◆ **WHAT TO WORK ON**
Write the next part of the passage on worker pay and poverty, starting after its last sentence about the empowerment of women.

We need to encourage social mobility, especially for the working poor. History shows us that the only way to get that is for workers to demand it. We need to continue the great tradition of community action, organization, unionization, and agitation on behalf of the American worker. We must recognize that the battle never ends; it was raging long before we were born and will continue long after we’ve left.
So I’ll go much further than raising the minimum wage and sound the call for guaranteed minimum incomes for all full-time working Americans, starting at $20,000 per year with regular raises indexed to inflation.
Finally, we need to promote that one great force that has proven through the history of civilization as the most effective tool against poverty in every culture on bright, blue Earth: The Empowerment of Women.

[Labeled area outline items]
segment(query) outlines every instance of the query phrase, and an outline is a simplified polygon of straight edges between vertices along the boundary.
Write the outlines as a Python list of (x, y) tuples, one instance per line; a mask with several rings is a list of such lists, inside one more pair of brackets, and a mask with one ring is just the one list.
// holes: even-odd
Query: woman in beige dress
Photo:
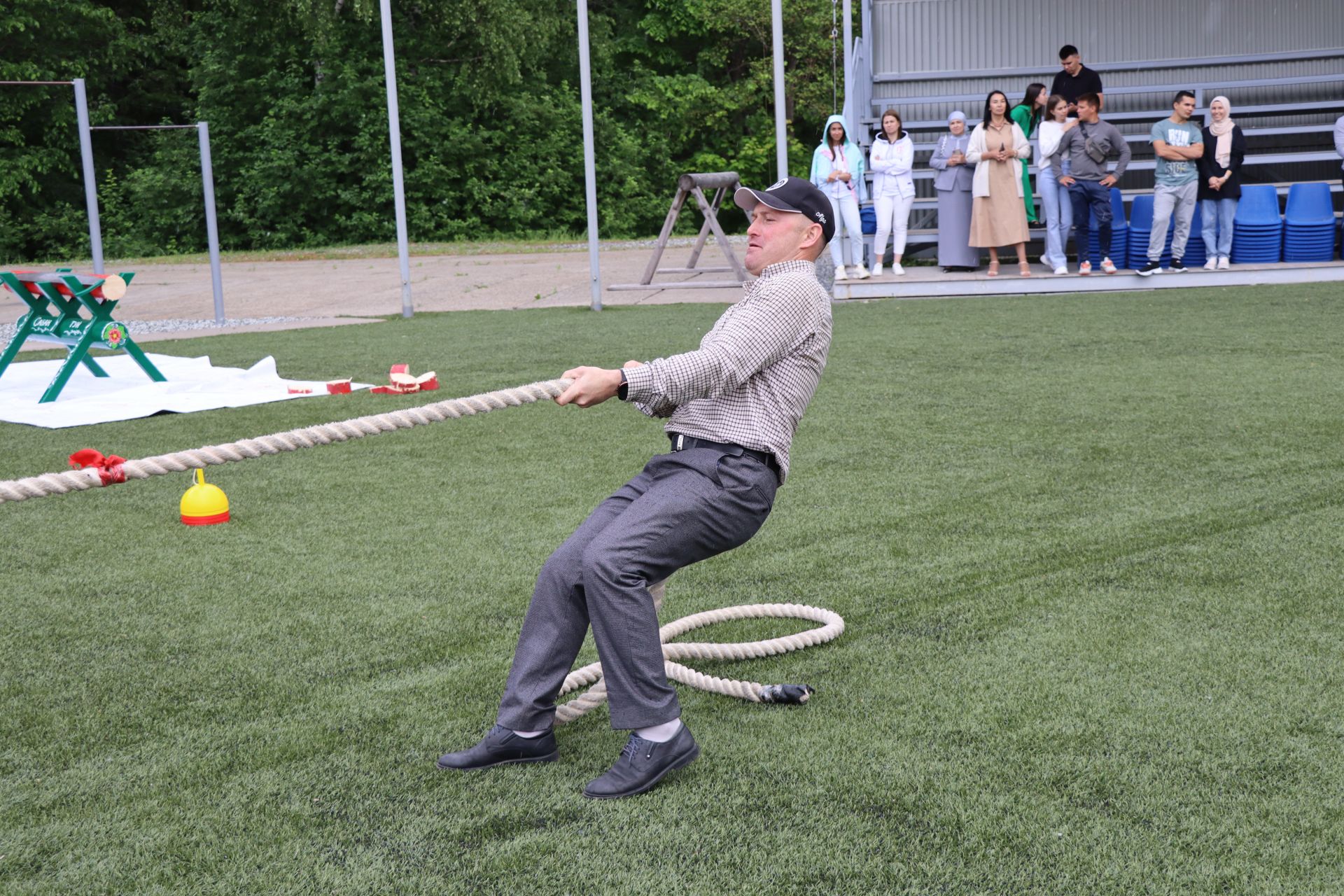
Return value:
[(970, 193), (970, 244), (989, 250), (989, 275), (999, 275), (999, 247), (1017, 250), (1017, 270), (1031, 277), (1027, 263), (1027, 208), (1023, 204), (1023, 160), (1031, 144), (1008, 117), (1008, 97), (1000, 90), (985, 98), (985, 118), (970, 132), (966, 161), (976, 167)]

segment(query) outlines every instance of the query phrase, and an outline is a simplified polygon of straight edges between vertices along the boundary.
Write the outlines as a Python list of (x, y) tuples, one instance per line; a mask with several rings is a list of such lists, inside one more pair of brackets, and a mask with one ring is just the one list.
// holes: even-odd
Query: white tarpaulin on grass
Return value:
[[(168, 377), (155, 383), (128, 355), (99, 357), (106, 377), (94, 376), (82, 364), (71, 375), (60, 398), (47, 404), (38, 399), (47, 390), (62, 360), (11, 364), (0, 376), (0, 420), (47, 429), (132, 420), (160, 411), (190, 414), (216, 407), (245, 407), (294, 398), (325, 396), (327, 383), (285, 380), (276, 372), (276, 359), (266, 356), (246, 371), (214, 367), (210, 357), (149, 355)], [(352, 390), (370, 388), (352, 383)], [(292, 392), (290, 390), (300, 390)], [(312, 390), (305, 394), (302, 390)]]

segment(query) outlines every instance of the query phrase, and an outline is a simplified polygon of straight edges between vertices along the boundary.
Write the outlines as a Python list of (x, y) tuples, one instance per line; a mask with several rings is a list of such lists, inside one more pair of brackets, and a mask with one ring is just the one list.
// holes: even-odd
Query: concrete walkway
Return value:
[[(676, 240), (663, 255), (661, 266), (684, 266), (691, 240)], [(745, 238), (734, 240), (746, 250)], [(652, 255), (649, 247), (603, 249), (603, 286), (636, 283)], [(727, 259), (711, 240), (699, 266), (723, 266)], [(202, 328), (214, 321), (210, 266), (151, 265), (121, 267), (106, 263), (109, 271), (134, 270), (136, 278), (117, 308), (118, 320), (132, 324), (137, 341), (211, 336), (216, 333), (301, 329), (374, 322), (374, 316), (401, 314), (401, 274), (396, 258), (341, 261), (226, 262), (224, 316), (228, 320), (294, 318), (247, 322), (218, 329)], [(660, 282), (730, 279), (722, 273), (660, 274)], [(732, 302), (737, 289), (646, 289), (602, 290), (603, 305), (652, 305), (672, 302)], [(583, 306), (590, 304), (589, 257), (586, 250), (512, 253), (492, 255), (430, 255), (411, 258), (411, 296), (417, 312), (519, 310), (528, 308)], [(27, 308), (8, 290), (0, 289), (0, 324), (13, 324)], [(145, 321), (145, 326), (136, 326)], [(160, 322), (164, 328), (155, 325)], [(190, 330), (169, 321), (191, 322)], [(199, 321), (199, 322), (198, 322)], [(7, 334), (5, 334), (7, 336)], [(3, 341), (4, 336), (0, 336)], [(31, 344), (35, 349), (51, 348)], [(26, 347), (27, 348), (27, 347)]]

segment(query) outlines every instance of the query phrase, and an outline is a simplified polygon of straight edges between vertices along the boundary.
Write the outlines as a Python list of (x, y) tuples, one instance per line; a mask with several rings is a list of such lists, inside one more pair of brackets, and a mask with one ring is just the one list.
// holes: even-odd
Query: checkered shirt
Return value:
[(668, 433), (770, 451), (780, 481), (831, 348), (831, 297), (808, 261), (770, 265), (700, 348), (625, 371), (626, 400)]

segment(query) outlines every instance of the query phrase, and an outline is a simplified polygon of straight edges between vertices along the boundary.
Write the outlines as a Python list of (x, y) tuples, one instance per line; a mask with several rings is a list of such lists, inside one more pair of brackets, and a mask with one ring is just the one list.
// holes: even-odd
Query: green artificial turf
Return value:
[[(700, 759), (650, 794), (560, 762), (434, 768), (493, 720), (534, 576), (665, 447), (528, 406), (0, 505), (0, 892), (1337, 893), (1344, 290), (835, 309), (793, 474), (665, 618), (825, 606), (828, 645), (680, 689)], [(233, 441), (692, 348), (720, 306), (418, 314), (157, 343), (352, 396), (78, 430), (0, 424), (0, 478)], [(742, 622), (695, 639), (808, 623)], [(581, 660), (595, 658), (591, 646)]]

◆ **SOLVED PROBLEM**
This all goes to our very nature as to what we want as a society. Another quote I shared on Labor Day seemed to strike a chord with many, and I think it’s because of the basic humanity in it. The quote comes from American Federation of Labor founder Samuel Gompers, and I think it speaks to the best of our ambitions, not just as advocates for labor, but as human beings, as a community. I’ll let Gompers have the last word.
“What does labor want?” Gompers considered. “We want more schoolhouses and less jails; more books and less arsenals; more learning and less vice; more leisure and less greed; more justice and less revenge; in fact, more of the opportunities to cultivate our better natures, to make manhood more noble, womanhood more beautiful, and childhood more happy and bright.”
D.C. DeWitt is a writer and man of sport and leisure. He has also written for Government Executive online, the National Journal’s Hotline, and The New York Observer’s Politicker.com. He is the Associate Editor of The Athens NEWS in Athens, Ohio. DeWitt can be found on Facebook and Twitter @DC_DeWitt.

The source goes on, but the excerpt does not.